* **Utiliser les informations**:
A - D'après le texte source sur l'agriculture, quels sont les trois avantages des cultures associées ?
B - Donnez la suite du texte source sur l'agriculture et les paysanneries locales, à partir de sa dernière phrase.

* **Texte source**:
----------

Le « modèle » conventionnel actuel étant basé sur une sélection centralisée et standardisée des semences, il impose une artificialisation des pratiques, qui est cause d’une fragilité structurelle qui ne peut pas être durable. L’uniformisation de l’agriculture autour de quelques productions standardisées est très peu performante dans les milieux non-tempérés, car elle conduit à perdre une grande partie de l’énergie solaire et à fragiliser les sols. Les monocultures consomment également énormément d’énergie fossile : leur bilan énergétique est négatif, ce qui n’a aucun avenir. Elles détruisent progressivement les sols, par érosion et pollution, ce qui revient à « manger le capital ».

L’agriculture doit être une co-évolution permanente entre un territoire, une société et des techniques, ce qui signifie qu’il ne peut pas exister de « modèle » universel et qu’il est indispensable de valoriser les ressources des paysanneries locales, notamment les semences qu’elles sélectionnent elles-mêmes. Dans la plupart des pays, les rendements agricoles sont considérablement améliorés par les cultures associées (plusieurs plantes cultivées simultanément dans la même parcelle), qui ont le triple mérite d’optimiser l’usage des rayons du soleil, de protéger les sols… et d’assurer une alimentation variée. Toutes ces techniques permettent aux paysanneries de se nourrir elles-mêmes et d’éviter la misère. En maintenant en outre des emplois ruraux et en décentralisant la production, elles permettent l’accès à la nourriture et consolident sa disponibilité.

----------

* **Extraits des données**:

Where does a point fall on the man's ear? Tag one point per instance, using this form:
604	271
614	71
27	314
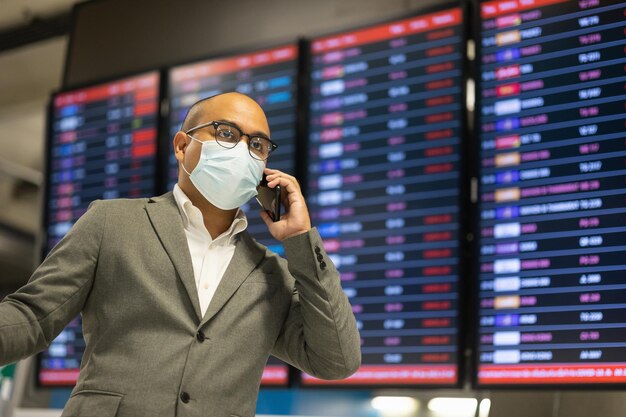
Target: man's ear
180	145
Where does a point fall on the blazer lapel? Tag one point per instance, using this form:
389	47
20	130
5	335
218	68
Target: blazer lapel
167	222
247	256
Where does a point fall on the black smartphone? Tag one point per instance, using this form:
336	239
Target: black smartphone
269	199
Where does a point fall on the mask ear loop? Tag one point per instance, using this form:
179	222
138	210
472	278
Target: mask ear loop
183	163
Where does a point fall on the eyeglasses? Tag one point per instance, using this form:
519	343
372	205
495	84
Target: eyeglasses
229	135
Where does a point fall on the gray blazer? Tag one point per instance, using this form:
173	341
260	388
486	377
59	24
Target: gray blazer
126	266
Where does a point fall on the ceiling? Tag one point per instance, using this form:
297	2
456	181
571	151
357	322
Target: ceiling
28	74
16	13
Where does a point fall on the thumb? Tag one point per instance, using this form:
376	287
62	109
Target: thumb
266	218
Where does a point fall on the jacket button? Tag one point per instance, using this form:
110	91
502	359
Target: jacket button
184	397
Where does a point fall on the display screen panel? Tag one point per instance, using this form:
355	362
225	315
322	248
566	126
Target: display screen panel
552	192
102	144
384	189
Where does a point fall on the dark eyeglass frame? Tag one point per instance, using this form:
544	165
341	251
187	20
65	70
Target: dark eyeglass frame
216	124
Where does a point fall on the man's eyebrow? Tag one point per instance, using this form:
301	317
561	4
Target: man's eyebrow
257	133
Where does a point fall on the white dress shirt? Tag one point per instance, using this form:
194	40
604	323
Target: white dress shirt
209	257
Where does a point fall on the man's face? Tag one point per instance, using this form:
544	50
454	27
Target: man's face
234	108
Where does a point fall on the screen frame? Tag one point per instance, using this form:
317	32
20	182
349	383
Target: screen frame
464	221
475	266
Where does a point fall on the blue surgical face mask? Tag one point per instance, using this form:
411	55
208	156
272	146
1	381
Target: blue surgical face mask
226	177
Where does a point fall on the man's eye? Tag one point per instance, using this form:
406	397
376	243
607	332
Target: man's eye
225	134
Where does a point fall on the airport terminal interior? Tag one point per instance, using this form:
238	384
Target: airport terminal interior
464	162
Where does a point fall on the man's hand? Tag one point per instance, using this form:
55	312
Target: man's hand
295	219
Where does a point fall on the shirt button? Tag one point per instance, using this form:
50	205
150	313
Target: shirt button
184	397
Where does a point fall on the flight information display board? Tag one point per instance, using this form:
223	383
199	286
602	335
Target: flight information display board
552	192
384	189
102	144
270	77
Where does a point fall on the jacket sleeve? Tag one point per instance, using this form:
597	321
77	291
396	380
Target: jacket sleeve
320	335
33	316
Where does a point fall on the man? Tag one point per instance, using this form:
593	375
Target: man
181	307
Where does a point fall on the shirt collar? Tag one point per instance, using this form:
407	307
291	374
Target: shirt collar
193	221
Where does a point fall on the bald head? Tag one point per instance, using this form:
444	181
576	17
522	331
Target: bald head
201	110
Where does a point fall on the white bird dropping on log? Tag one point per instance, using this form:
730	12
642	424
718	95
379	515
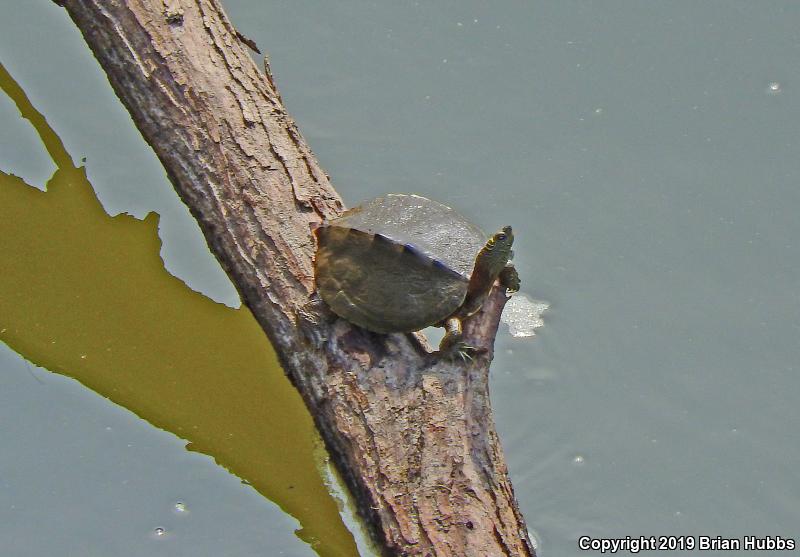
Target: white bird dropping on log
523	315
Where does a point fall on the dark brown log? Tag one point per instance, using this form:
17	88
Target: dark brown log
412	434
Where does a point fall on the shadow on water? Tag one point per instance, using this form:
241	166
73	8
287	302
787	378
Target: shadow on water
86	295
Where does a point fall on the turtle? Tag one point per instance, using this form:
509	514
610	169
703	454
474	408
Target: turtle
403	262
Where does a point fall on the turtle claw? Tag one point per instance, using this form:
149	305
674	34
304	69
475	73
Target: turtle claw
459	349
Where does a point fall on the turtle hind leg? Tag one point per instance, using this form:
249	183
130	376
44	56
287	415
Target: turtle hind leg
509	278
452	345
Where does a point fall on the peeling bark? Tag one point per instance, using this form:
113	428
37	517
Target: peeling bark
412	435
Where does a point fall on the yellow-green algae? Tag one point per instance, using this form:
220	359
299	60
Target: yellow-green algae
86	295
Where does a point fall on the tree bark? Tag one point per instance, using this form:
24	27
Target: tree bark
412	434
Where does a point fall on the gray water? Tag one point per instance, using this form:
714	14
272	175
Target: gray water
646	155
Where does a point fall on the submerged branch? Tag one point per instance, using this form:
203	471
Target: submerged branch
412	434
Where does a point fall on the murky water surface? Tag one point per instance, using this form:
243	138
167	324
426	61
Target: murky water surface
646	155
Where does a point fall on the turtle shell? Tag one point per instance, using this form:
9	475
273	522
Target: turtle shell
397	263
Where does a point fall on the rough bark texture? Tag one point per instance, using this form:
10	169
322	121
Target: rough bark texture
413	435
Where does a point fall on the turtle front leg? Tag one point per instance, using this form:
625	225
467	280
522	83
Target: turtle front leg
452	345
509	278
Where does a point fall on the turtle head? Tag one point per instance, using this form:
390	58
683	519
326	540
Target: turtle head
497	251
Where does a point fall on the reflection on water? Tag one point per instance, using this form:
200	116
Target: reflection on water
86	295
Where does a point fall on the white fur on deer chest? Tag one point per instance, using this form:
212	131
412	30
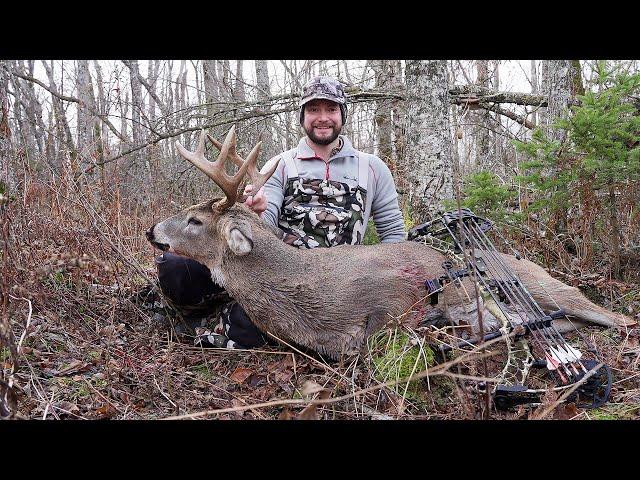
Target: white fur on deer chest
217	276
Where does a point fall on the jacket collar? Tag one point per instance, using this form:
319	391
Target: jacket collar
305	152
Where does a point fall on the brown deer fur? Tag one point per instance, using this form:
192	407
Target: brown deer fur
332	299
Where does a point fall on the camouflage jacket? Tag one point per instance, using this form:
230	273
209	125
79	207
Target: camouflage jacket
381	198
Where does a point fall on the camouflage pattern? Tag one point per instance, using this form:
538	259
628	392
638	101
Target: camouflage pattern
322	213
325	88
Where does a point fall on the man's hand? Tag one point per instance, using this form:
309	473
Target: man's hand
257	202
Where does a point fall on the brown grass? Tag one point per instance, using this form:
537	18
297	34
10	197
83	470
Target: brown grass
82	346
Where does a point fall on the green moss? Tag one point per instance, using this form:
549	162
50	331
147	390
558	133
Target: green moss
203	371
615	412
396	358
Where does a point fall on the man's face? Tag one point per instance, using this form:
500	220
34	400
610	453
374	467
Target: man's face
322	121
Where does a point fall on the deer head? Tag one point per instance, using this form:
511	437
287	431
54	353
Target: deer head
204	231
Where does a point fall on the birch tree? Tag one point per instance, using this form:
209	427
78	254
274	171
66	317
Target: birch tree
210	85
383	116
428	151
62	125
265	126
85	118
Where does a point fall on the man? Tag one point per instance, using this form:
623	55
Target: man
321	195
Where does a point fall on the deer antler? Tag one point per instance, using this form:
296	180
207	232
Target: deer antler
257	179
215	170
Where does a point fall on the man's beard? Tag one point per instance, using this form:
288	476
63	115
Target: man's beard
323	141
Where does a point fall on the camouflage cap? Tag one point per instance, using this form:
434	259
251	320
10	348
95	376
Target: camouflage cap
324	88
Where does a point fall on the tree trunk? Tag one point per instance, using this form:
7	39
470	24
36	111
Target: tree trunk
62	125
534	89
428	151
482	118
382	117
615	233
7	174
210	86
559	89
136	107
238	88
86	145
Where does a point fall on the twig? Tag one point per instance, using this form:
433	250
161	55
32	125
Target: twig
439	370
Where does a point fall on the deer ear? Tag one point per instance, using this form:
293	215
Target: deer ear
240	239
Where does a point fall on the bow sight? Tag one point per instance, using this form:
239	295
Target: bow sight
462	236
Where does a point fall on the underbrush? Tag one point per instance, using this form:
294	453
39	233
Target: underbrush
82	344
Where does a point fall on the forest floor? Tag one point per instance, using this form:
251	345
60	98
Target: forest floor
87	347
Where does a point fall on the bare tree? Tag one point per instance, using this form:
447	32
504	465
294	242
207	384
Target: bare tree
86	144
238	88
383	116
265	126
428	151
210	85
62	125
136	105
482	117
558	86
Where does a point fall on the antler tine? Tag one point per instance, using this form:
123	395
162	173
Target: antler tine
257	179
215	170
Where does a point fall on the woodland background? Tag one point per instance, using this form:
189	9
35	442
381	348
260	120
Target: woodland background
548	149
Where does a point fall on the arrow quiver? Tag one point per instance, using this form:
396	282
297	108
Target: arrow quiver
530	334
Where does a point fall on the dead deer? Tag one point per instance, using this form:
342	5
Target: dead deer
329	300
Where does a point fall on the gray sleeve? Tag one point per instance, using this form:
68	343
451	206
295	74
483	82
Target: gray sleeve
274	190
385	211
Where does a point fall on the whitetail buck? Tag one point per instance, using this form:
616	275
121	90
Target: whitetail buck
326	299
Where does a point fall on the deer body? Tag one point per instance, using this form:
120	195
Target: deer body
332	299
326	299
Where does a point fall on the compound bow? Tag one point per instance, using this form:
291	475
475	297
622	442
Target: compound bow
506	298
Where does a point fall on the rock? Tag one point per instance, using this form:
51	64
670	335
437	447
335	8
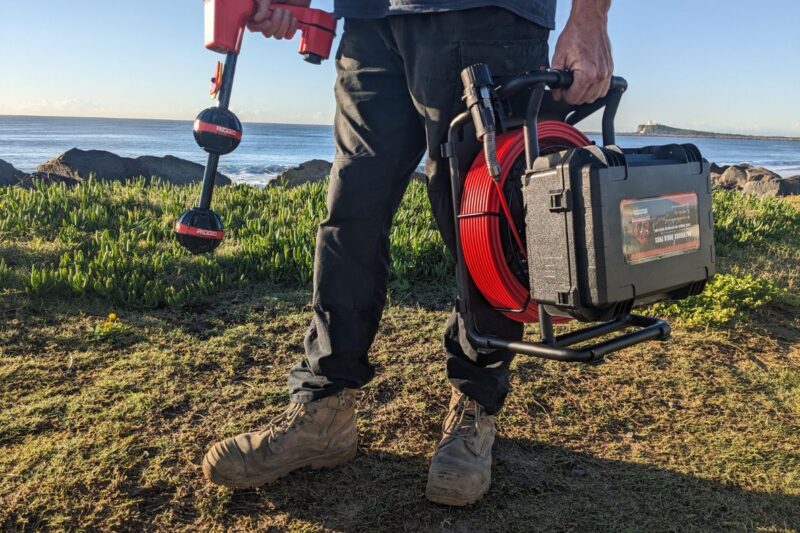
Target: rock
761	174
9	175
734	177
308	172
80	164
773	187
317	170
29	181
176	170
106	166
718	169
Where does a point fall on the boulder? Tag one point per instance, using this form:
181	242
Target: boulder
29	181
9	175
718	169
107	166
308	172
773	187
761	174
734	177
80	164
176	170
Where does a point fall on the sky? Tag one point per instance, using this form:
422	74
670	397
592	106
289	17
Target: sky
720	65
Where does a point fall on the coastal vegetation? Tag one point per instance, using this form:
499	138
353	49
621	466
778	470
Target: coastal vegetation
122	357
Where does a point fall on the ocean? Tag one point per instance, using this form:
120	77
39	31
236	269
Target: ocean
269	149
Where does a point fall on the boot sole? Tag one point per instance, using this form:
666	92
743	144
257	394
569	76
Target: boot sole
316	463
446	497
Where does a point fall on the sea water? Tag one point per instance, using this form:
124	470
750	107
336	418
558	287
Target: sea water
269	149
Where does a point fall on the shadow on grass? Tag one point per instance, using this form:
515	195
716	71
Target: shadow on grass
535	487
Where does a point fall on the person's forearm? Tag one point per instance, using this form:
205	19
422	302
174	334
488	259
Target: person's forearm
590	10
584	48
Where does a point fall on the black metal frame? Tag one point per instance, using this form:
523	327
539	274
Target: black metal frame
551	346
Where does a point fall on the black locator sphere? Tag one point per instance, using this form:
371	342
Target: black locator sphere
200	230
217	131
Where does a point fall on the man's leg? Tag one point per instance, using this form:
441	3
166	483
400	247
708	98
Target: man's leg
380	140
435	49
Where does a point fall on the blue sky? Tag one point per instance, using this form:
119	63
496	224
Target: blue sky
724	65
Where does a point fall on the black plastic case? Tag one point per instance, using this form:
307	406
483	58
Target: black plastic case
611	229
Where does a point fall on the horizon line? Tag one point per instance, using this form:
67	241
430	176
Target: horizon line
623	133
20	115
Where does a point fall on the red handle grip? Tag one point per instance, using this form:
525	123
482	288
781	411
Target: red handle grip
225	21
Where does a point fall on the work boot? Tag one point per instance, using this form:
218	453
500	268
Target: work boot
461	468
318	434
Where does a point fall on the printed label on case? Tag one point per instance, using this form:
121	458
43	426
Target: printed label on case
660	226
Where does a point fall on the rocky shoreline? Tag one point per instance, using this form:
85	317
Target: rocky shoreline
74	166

----------

* **Réponses**:
A - Elles optimisent l'usage des rayons du soleil, protègent les sols et assurent une alimentation variée.

B -
Ces principes se retrouvent dans les démarches appelées « agriculture biologique » depuis les années 1930, ou parfois « agriculture paysanne » ou « agroécologie » par certains acteurs plus récents. Elles ont fait la preuve de leur efficacité aussi bien en volume qu’en résilience, qualité et accessibilité. Si l’Europe veut lutter contre la faim dans le monde, elle doit les soutenir vigoureusement, ce qui implique de cesser le dumping alimentaire, de mettre fin à l’accaparement des terres, et d’abattre le schéma économique dépendance-spéculation. Autrement dit, elle doit cesser de vouloir exporter massivement, et construire sur son territoire des agricultures autonomes et écologiques. En produisant moins, mais mieux, nous rééquilibrerons à la fois le système alimentaire mondial et nos propres territoires.

 

Remerciements particuliers à Sara Monsieur

 

[1]    Cf. notamment les travaux de Jean-Pierre Olivier de Sardan, ou la définition qu’en donne Pierre Pradervand : « le développement est un processus par lequel les individus et les communautés se rendent maîtres de leurs ressources, au sens le plus large du terme – autant sociales, culturelles, spirituelles que matérielles – en vue d’améliorer leurs conditions selon des critères qu’ils ont eux mêmes définis ».

[2]    United-Nation Food and Agriculture Organisation

[3]    Par exemple, 95% du marché des semences de légumes dans l’UE est détenu par 5 multinationales, selon un rapport de 2014 de Ivan Mammana commandé par le groupe Verts/ALE au Parlement Européen

[4]    Une variété végétale a un génotype et un ensemble de caractéristiques stables et transmissibles

[5]    À la base notamment du désherbant « Roundup ».

[6]    Quatre eurodéputés Verts ont demandé l’accès à ces études et sont toujours en pourparlers avec l’EFSA à ce sujet.

[7]    Depuis les années 1970, le modèle européen et nord-américain basé sur des semences standardisées, des monocultures, la mécanisation systématique et le recours à des engrais et pesticides, a été diffusé dans le reste du monde sous le nom trompeur de « révolution verte ».

[8]    Voir les travaux des ONG comme Agrisud et AVSF, ou de chercheurs comme Marc Dufumier, Miguel Altieri, François de Ravignan, Jules Pretty, etc.